Значит, ты тоже считаешь, что именно я обременяю папу и что я малодушен. Раз так – ради папы и тебя я постараюсь держать все в себе. Кроме того, я не стану больше навещать папу и буду придерживаться своего предложения (ради взаимной свободы мыслей и также ради того, чтобы не ОБРЕМЕНЯТЬ тебя: я боюсь, что ты невольно начинаешь так считать); если ты его примешь, к марту нашей договоренности относительно денег настанет конец.
Я оставляю какой-то срок для порядка, чтобы у меня осталось время на шаги, которые лишь с малой вероятностью приведут к успеху, но которые мне, по совести, нельзя откладывать в сложившихся обстоятельствах.
Ты должен воспринять это спокойно и воспринять по-доброму, брат, я же вовсе не ставлю тебе ультиматума. Но если наши чувства уже слишком сильно различаются, ну что же – мы не должны заставлять себя делать вид, будто все в порядке. Разве не так думаешь и ты, до некоторой степени?
Ты же знаешь, не так ли: я считаю, что ты спас мне жизнь, этого я НИКОГДА не забуду, я ведь не только твой брат и твой друг, даже после того, как мы положим конец отношениям, которые, боюсь, вызвали бы ложное положение; я обязан вечно хранить преданность тебе за то, что ты делал в то время, протягивая мне руку и упорно помогая.
Можно отдать деньги, но как воздать за доброту, подобную твоей?
Поэтому позволь и мне это сделать – только я разочарован тем, что примирение до сих пор не состоялось – и я желал бы, чтобы это еще было возможно, но вы, люди, меня не понимаете и, боюсь, никогда не поймете. Если сможешь, пришли мне обычное письмо с обратной почтой, тогда мне не придется просить у папы, когда я буду уходить, а это нужно сделать как можно скорее.
23,80 гульдена от 1 дек. полностью отдал папе
(возмещение одолженных 14 гульденов, за башмаки и брюки вместе 9 гульденов)
,, 25,, 10,,,,,, Раппарду
У меня в кармане остались еще четвертак и несколько центов. Вот счет, который будет понятен тебе, если ты будешь также знать, что за жилье в Дренте, снятое на долгое время, я уплатил из денег за 20 ноября, которые пришли 1 декабря из-за какой-то заминки, позже улаженной, а из 14 гульденов (которые я одолжил у папы и с тех пор отдал) я оплатил свою поездку и т. д.
Отсюда я поеду к Раппарду.

-----

ЧТО СДЕЛАТЬ >>
• 1. К какому месяцу, по словам автора письма, должна закончиться договоренность о деньгах?
• 2. Перепишите из письма отрывок, начиная со слов «Поэтому позволь и» и заканчивая словами «поеду к Раппарду.».
• 3. Напишите продолжение письма брату о деньгах и отношениях с отцом, начиная сразу после его последней фразы.
Записи — отдельный материал, не связанный с письмом.

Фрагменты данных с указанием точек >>
-----

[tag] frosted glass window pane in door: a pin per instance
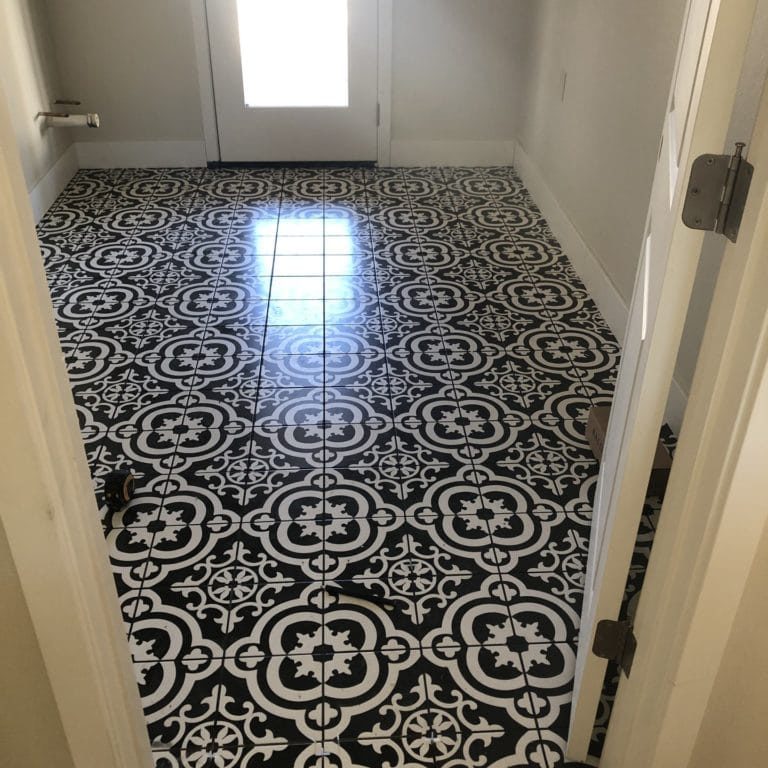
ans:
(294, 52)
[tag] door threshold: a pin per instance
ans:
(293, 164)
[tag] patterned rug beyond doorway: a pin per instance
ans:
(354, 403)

-----

ОТВЕТЫ ПО ЗАДАНИЯМ >>
• 1. К марту.

• 2.
Поэтому позволь и мне это сделать – только я разочарован тем, что примирение до сих пор не состоялось – и я желал бы, чтобы это еще было возможно, но вы, люди, меня не понимаете и, боюсь, никогда не поймете. Если сможешь, пришли мне обычное письмо с обратной почтой, тогда мне не придется просить у папы, когда я буду уходить, а это нужно сделать как можно скорее.
23,80 гульдена от 1 дек. полностью отдал папе
(возмещение одолженных 14 гульденов, за башмаки и брюки вместе 9 гульденов)
,, 25,, 10,,,,,, Раппарду
У меня в кармане остались еще четвертак и несколько центов. Вот счет, который будет понятен тебе, если ты будешь также знать, что за жилье в Дренте, снятое на долгое время, я уплатил из денег за 20 ноября, которые пришли 1 декабря из-за какой-то заминки, позже улаженной, а из 14 гульденов (которые я одолжил у папы и с тех пор отдал) я оплатил свою поездку и т. д.
Отсюда я поеду к Раппарду.

• 3.
А от Раппарда, может быть, к Мауве. Стало быть, давай постараемся спокойно привести все в порядок.
В моем откровенно высказанном мнении о папе слишком много такого, что я не могу взять обратно в нынешних обстоятельствах. Я ценю твои возражения, но многие из них не могу считать убедительными, о других я и сам уже думал, хотя написал то, что написал.
Свои чувства я излил в сильных выражениях, и они, естественно, изменяются благодаря признанию всего хорошего в папе, эти изменения, конечно, значительны.
Позволь сказать тебе: я не знал никого, кто в 30 лет был бы «мальчиком», особенно если он за эти 30 лет испытал больше любого другого. Тем не менее, если хочешь, считай мои слова словами мальчика.
Я не несу ответственности за твое восприятие моих слов, не так ли? Это твое дело.
Что касается папы, то, как только мы расстанемся, я буду волен выбросить из головы все, что он обо мне думает.
Возможно, политически верно молчать о своих чувствах, однако мне всегда казалось, что художник обязан прежде всего быть искренним: понимают ли люди, что я говорю, правильно или неправильно они меня оценивают – как ты сам мне когда-то сказал, от этого для меня ничего не прибудет и не убудет.
Что ж, брат, знай: несмотря на любые расхождения, я – может быть, гораздо больше, чем ты знаешь или чувствуешь, – остаюсь твоим другом и даже другом папы. Жму руку.
Всегда твойВинсентВо всяком случае, я не враг ни папе, ни тебе и никогда не стану им.
Написав вложенное письмо, я снова обдумал твои замечания и снова поговорил с папой. Я твердо стою на своем решении не оставаться здесь, независимо от того, как его воспримут и что из этого выйдет, однако тогда разговор принял другой оборот, потому что я сказал: я тут уже две недели, но чувствую, что не продвинулся дальше, чем за первые полчаса; если бы мы лучше понимали друг друга, то уже во всем разобрались бы и все уладили; я не могу терять времени и должен решить.
Дверь должна быть либо открыта, либо закрыта. Середины для меня нет, да она и невозможна. Теперь дело закончилось тем, что та комнатенка в доме, где сейчас стоит каток для белья, будет отдана мне и послужит чуланом для всякой всячины, а также, при благоприятных обстоятельствах, мастерской. И тем, что эту комнату принялись освобождать, хотя сначала это не имелось в виду и дело еще не решено.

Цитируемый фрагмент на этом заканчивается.